___ Source extract

Learn how Berea College Special Collections & Archives makes legacy audio formats available for students, researchers, and the world.

Digital File Formats

According to IASA TC-03 The Safeguarding of the Audio Heritage: Ethics, Principles and Preservation Strategy, preservation transfer should produce master files that are unmodified, "without subjective alterations or improvements."

Creating and storing an unaltered, unmodified digital file means no editing of content. Every second on the source recording, no matter how irrelevant, is transferred in order to obtain a full, authentic representation of the original recording. This preserves content that future researchers may find important in ways that we cannot anticipate today. In addition, the original sound field, whether stereo or mono, is preserved in the master archival file.

Berea’s master archival sound files are 24-bit, 96 kHz PCM encoded BWAV files, more than twice the resolution of standard CD audio. This ensures that the full range of reproduced material is captured and preserved with utmost accuracy.

Derivative audio files are created for any form of editing, signal processing, or other alterations from the original preservation file. This includes making reference CDs for in-house listening, and encoding MP3 files for online access through the Sound Archives Guide.

Digital Preservation

Once high-resolution, unaltered archival master files are created, they are transferred to both a dedicated on campus server on the Berea College network and  the Preservica preservation and access cloud based system.

______

- _Aim_:
In the Berea College audio preservation text, what bit depth, sample rate, and file format are used for the master archival sound files?

___ Listed entries

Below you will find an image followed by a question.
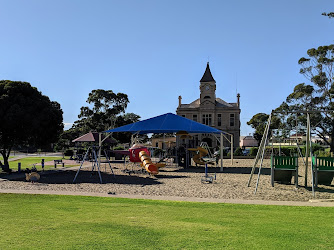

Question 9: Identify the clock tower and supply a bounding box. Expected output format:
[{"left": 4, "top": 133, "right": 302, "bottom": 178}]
[{"left": 199, "top": 62, "right": 216, "bottom": 107}]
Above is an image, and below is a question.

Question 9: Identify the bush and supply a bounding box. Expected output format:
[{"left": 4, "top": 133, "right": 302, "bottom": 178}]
[
  {"left": 313, "top": 150, "right": 331, "bottom": 157},
  {"left": 249, "top": 147, "right": 259, "bottom": 156},
  {"left": 64, "top": 149, "right": 73, "bottom": 156},
  {"left": 153, "top": 148, "right": 163, "bottom": 157},
  {"left": 234, "top": 147, "right": 244, "bottom": 156}
]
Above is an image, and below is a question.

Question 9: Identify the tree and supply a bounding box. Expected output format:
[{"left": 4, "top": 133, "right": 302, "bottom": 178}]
[
  {"left": 113, "top": 113, "right": 140, "bottom": 143},
  {"left": 68, "top": 89, "right": 140, "bottom": 142},
  {"left": 0, "top": 80, "right": 63, "bottom": 169},
  {"left": 247, "top": 113, "right": 280, "bottom": 145},
  {"left": 321, "top": 12, "right": 334, "bottom": 18},
  {"left": 74, "top": 89, "right": 129, "bottom": 133},
  {"left": 277, "top": 45, "right": 334, "bottom": 152}
]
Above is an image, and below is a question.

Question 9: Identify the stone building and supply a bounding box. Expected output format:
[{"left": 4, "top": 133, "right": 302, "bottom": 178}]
[{"left": 176, "top": 63, "right": 240, "bottom": 148}]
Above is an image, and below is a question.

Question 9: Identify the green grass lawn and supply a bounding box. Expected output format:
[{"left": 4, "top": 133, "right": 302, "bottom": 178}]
[
  {"left": 0, "top": 194, "right": 334, "bottom": 249},
  {"left": 0, "top": 156, "right": 15, "bottom": 161},
  {"left": 9, "top": 156, "right": 80, "bottom": 171}
]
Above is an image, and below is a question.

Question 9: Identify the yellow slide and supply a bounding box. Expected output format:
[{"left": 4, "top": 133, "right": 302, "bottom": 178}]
[
  {"left": 188, "top": 147, "right": 209, "bottom": 165},
  {"left": 139, "top": 151, "right": 165, "bottom": 175}
]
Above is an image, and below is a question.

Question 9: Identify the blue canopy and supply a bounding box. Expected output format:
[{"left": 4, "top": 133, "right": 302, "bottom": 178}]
[{"left": 105, "top": 113, "right": 223, "bottom": 134}]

______

- _The output_:
They are 24-bit, 96 kHz PCM encoded BWAV files.